Document excerpt section start

9.3 Good Pattern — Multiple Files by Intent

compose.yml
compose.dev.yml
compose.test.yml
compose.perf.yml
compose.prod.yml

Rule:

  • base file defines canonical topology;
  • dev file adds bind mounts/watch/debug;
  • test file adds test runner/fixtures;
  • perf file adds load generator;
  • prod file removes dev-only surface and sets production constraints.

Avoid duplicating entire files.

Use override intentionally.

9.4 Anti-Pattern — One Giant Compose File for Everything

Gejala:

  • 800-line Compose file;
  • too many profiles;
  • unclear defaults;
  • secrets mixed with dev config;
  • test/prod/dev all in one file;
  • new engineer afraid to edit.

Better:

  • split by intent;
  • document commands;
  • keep base minimal;
  • avoid clever YAML anchors when readability suffers;
  • create make targets or scripts.

9.5 Good Pattern — Test Stack Isolation

CI Compose:

export COMPOSE_PROJECT_NAME="app_${CI_JOB_ID}"
docker compose -f compose.test.yml up --abort-on-container-exit --exit-code-from tests

Rules:

  • no fixed container name;
  • no fixed host port;
  • unique project name;
  • disposable volume;
  • cleanup trap;
  • diagnostics on failure.

9.6 Anti-Pattern — Fixed container_name

container_name seems convenient.

But it breaks scaling and parallelism.

Problems:

  • two project instances conflict;
  • Compose cannot scale service properly;
  • CI parallel jobs collide;
  • service identity becomes global not project-scoped.

Better:

  • let Compose generate names;
  • use service DNS;
  • use labels for discovery;
  • use COMPOSE_PROJECT_NAME for isolation.

10. Swarm Patterns

10.1 Good Pattern — Service Desired State

Swarm service describes desired state.

Good service spec includes:

  • image digest;
  • replicas/global mode;
  • placement constraints;
  • resource reservations/limits;
  • update_config;
  • rollback_config;
  • secrets/configs;
  • healthcheck;
  • endpoint mode if needed;
  • labels.
services:
  api:
    image: registry.example.com/api@sha256:...
    deploy:
      replicas: 6
      placement:
        preferences:
          - spread: node.labels.zone
      resources:
        reservations:
          cpus: "0.5"
          memory: 512M
        limits:
          cpus: "1.5"

Document excerpt section end
Dataset extract section start

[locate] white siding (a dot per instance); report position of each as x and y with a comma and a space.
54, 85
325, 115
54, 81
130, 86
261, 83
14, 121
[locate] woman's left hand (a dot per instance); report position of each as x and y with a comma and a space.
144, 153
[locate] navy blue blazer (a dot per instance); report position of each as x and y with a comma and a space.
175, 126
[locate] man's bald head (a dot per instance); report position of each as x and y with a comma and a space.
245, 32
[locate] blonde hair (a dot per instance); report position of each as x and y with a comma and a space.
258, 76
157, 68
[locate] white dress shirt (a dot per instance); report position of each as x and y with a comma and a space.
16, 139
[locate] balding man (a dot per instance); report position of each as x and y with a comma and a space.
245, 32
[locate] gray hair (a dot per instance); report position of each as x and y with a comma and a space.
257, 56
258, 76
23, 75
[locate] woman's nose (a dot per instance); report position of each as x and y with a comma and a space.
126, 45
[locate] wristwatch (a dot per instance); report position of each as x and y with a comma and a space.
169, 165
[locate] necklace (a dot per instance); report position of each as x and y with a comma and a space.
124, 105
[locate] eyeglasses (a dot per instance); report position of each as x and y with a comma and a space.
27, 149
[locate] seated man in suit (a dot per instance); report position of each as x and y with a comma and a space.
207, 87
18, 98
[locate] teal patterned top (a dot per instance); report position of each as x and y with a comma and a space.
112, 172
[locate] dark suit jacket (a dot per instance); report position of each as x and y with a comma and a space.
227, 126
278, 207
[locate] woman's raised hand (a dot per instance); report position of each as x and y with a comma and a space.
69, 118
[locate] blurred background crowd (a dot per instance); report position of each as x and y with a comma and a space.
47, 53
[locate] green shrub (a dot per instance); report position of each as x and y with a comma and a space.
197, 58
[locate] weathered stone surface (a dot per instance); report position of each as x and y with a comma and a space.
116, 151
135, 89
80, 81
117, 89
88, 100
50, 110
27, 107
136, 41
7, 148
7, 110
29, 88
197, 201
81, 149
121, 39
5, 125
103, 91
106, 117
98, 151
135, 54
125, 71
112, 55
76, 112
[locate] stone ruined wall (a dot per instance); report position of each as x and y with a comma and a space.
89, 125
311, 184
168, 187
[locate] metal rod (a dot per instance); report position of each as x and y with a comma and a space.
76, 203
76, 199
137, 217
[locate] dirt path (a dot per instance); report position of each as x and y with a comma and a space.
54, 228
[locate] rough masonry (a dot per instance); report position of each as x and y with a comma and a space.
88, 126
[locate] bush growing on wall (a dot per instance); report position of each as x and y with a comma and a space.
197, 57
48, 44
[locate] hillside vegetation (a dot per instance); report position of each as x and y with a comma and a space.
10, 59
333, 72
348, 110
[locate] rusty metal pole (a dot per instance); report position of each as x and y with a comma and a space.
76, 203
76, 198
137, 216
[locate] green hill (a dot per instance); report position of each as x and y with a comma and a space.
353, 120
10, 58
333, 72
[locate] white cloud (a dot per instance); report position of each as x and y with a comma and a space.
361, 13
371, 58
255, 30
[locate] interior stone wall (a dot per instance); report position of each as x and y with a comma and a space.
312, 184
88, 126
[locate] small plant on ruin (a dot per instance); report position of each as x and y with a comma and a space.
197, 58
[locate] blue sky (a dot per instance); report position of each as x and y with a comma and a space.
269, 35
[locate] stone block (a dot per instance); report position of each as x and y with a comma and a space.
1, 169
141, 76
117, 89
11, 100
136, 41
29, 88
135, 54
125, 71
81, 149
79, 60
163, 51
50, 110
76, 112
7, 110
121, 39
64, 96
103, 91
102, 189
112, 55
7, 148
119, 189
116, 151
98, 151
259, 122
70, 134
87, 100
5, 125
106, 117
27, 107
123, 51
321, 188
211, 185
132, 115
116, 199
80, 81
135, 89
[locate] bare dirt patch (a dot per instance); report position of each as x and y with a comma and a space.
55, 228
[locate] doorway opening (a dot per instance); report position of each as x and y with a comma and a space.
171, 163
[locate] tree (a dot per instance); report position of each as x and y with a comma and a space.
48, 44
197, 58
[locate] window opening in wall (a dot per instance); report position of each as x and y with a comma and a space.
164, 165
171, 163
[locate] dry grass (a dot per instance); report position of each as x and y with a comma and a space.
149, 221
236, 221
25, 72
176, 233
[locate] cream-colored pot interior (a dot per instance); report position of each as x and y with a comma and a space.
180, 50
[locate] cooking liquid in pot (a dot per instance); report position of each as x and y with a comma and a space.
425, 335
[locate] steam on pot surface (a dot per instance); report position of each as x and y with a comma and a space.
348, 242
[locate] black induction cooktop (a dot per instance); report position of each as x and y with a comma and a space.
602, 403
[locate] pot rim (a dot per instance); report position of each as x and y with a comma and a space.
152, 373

Dataset extract section end

▸ Tasks to complete
a: In the Docker patterns text, what does the dev file add under the rule for multiple files by intent?
b: Please go on with the Docker patterns text, starting right after its last line.

▸ Responses to the tasks
a: The dev file adds bind mounts, watch, and debug.

b:
          memory: 1G
      update_config:
        parallelism: 2
        order: start-first
        failure_action: rollback
      rollback_config:
        parallelism: 2
        order: stop-first

10.2 Anti-Pattern — Swarm Without Resource Reservations

Symptoms:

  • scheduler places too many tasks on one node;
  • memory pressure;
  • OOM loops;
  • noisy neighbor;
  • rolling update fails unpredictably;
  • node drain causes overload elsewhere.

Better:

  • benchmark per-replica baseline;
  • set reservations;
  • set limits;
  • verify node failure headroom;
  • test rolling update with surge.

10.3 Good Pattern — Manager Quorum Discipline

Swarm manager nodes are control plane.

Good practice:

  • odd number of managers;
  • separate manager/worker role for larger clusters;
  • manager backup;
  • autolock if required;
  • certificate rotation plan;
  • node drain for maintenance;
  • monitor quorum health.

Decision:

Do not treat manager nodes as disposable workers unless capacity and quorum consequences are understood.

10.4 Anti-Pattern — Too Many Managers

More managers does not always mean better.

Too many managers can increase consensus overhead and operational complexity.

Better:

  • 3 managers for small HA cluster;
  • 5 for higher tolerance;
  • avoid even counts if possible;
  • keep manager network reliable.

10.5 Good Pattern — Stack as Release Unit

A stack is deployment unit.

Good stack release:

  1. build image;
  2. scan/SBOM;
  3. push digest;
  4. render stack file with digest;
  5. deploy stack;
  6. monitor convergence;
  7. verify health;
  8. keep release evidence;
  9. rollback if needed.

10.6 Anti-Pattern — Manual Container on Swarm Node

Running ad-hoc containers on swarm nodes can bypass scheduler.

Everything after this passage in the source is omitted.